Return each line of the rows below that contains the word "segment". Case matters.

▶ [Information shown]
[start]
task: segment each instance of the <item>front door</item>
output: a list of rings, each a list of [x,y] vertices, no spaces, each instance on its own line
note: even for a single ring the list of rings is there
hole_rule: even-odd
[end]
[start]
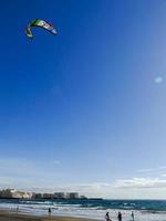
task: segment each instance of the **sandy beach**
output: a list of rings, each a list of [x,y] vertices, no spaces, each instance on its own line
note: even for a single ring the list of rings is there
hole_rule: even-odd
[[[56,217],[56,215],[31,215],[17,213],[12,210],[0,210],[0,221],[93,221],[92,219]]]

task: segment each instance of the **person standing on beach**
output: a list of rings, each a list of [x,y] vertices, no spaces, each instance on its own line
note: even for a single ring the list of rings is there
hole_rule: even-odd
[end]
▶ [Result for this exercise]
task: segment each instance of the <item>front door</item>
task: segment each instance of the **sandy beach**
task: segment each instance of the **person standing on beach**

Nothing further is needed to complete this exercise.